## DOKUMENTAUSZUG
+ + + + +
Kriya Yoga – Eine kraftvolle Art, den spirituellen Weg zu gehen
Yogi und Mystiker Sadhguru erläutert, was Kriya Yoga bedeutet und was es braucht, um diesen Weg zu gehen und die eigentlichen Mechanismen des Lebensprozesses zu erforschen
Sadhguru: Grundsätzlich bedeutet Kriya „innere Handlung“. Wenn du eine innere Handlung ausführst, sind der Körper und der Verstand nicht daran beteiligt, weil sowohl der Körper als auch der Verstand immer noch außerhalb von dir sind. Wenn du eine gewisse Beherrschung darüber hast, eine Handlung mit deiner Energie auszuführen, dann ist es eine Kriya.
+ + + + +
## EXTRAHIERTE EINTRÄGE
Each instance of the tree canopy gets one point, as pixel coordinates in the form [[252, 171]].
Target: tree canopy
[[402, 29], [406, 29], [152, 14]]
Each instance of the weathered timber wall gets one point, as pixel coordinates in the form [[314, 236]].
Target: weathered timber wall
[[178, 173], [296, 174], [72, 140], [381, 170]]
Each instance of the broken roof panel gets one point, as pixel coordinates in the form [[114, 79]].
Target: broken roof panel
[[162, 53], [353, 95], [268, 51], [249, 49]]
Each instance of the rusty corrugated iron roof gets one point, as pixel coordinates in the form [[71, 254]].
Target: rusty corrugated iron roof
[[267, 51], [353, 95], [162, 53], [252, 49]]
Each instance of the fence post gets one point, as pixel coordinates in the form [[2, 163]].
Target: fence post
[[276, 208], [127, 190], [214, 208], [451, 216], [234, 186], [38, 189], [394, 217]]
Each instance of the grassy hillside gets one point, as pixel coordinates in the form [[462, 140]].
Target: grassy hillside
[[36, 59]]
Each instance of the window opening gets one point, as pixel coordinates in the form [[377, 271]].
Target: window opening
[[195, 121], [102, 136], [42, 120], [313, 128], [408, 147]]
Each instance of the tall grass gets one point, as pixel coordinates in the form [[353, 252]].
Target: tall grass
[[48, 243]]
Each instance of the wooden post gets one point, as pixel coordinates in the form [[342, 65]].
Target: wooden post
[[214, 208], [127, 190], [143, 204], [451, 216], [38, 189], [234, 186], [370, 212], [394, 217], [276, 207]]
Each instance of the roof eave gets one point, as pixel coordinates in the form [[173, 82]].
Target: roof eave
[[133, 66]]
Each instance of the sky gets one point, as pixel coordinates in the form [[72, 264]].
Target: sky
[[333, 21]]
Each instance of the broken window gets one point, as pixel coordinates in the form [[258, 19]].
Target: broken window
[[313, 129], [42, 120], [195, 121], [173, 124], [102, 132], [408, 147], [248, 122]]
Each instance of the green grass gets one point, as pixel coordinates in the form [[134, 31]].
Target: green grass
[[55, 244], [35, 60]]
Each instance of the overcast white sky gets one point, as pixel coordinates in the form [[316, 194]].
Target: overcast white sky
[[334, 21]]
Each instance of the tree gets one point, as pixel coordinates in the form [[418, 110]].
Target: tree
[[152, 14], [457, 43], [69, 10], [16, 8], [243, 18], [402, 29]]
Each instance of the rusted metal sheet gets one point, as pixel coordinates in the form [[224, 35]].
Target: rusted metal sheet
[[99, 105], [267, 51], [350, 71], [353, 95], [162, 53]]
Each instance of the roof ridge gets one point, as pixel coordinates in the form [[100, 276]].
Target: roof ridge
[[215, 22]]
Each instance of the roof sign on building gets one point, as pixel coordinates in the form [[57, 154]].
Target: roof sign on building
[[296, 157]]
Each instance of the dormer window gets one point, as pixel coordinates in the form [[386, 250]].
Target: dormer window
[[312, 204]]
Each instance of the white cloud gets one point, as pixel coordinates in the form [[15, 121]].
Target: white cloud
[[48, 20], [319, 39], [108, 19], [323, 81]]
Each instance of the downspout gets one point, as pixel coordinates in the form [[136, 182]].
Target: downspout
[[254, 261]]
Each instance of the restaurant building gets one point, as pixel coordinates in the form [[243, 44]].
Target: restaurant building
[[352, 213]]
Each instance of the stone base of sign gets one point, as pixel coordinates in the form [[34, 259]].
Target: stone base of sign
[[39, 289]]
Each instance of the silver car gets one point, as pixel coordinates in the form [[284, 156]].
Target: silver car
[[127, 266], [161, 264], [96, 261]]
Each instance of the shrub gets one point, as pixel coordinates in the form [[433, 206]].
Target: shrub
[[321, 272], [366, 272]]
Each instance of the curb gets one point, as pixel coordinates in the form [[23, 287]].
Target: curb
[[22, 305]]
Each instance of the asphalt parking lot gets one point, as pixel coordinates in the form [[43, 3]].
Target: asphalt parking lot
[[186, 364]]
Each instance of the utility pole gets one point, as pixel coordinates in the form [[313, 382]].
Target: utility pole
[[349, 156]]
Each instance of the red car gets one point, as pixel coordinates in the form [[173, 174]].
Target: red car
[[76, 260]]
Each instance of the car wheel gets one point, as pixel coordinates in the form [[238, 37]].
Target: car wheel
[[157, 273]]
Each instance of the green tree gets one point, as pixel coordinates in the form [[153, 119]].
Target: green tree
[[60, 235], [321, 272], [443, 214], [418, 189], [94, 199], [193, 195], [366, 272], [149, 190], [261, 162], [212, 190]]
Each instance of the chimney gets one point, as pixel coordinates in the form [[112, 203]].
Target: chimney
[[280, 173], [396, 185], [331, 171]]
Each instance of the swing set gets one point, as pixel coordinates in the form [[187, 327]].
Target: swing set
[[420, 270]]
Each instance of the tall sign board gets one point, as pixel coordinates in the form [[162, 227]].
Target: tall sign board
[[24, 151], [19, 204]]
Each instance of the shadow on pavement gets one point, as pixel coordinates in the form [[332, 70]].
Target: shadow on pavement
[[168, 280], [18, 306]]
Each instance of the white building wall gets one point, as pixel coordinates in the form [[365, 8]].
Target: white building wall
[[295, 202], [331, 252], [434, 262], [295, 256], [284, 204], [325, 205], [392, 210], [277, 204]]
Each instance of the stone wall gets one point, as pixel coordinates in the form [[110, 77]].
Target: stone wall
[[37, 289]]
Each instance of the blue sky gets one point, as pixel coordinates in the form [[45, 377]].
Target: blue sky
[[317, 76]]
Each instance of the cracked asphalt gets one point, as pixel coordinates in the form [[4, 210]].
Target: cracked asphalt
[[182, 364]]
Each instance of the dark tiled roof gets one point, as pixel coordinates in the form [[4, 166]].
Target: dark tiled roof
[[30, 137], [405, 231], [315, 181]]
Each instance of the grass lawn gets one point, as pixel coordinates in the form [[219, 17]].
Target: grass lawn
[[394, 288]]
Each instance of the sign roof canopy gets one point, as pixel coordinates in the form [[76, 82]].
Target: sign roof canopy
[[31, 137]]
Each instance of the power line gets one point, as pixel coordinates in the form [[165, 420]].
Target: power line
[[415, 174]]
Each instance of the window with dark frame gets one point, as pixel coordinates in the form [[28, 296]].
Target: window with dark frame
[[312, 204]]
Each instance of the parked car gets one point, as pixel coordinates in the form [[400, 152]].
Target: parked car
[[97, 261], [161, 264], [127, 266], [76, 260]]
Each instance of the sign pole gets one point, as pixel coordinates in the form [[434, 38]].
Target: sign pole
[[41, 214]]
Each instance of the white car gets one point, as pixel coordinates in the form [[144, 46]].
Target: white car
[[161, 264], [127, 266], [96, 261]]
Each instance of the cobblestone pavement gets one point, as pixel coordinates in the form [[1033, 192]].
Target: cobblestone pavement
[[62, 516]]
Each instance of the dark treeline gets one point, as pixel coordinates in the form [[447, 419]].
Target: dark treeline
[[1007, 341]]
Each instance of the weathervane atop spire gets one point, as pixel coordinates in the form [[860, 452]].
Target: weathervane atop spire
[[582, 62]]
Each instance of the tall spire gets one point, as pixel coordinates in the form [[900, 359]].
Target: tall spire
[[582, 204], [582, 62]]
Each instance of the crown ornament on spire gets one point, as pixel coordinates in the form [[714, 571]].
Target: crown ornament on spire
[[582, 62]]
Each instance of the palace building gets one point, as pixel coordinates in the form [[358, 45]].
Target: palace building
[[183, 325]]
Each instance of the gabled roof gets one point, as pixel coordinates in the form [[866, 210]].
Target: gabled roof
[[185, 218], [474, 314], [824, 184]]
+ + + + +
## DEINE AUFGABE
Kannst du den Text über Kriya Yoga nach seinem letzten Satz wieder aufnehmen und weiterschreiben? Die Auflistung ist eigenständiges Material und gehört nicht zum Text über Kriya Yoga.

## ANTWORT ZUR AUFGABE
Wenn du eine äußere Tätigkeit ausübst, nennen wir es Karma. Wenn du eine innere Tätigkeiten ausübst, nennen wir es Kriya. In gewisser Weise sind beide eine bestimmte Art von Karma oder beide eine bestimmte Art von Kriyas. Aber traditionellerweise oder im üblichen Sprachgebrauch wird es so verstanden: Karmas sind diejenigen, die dich binden; Kriyas sind diejenigen, die die befreien.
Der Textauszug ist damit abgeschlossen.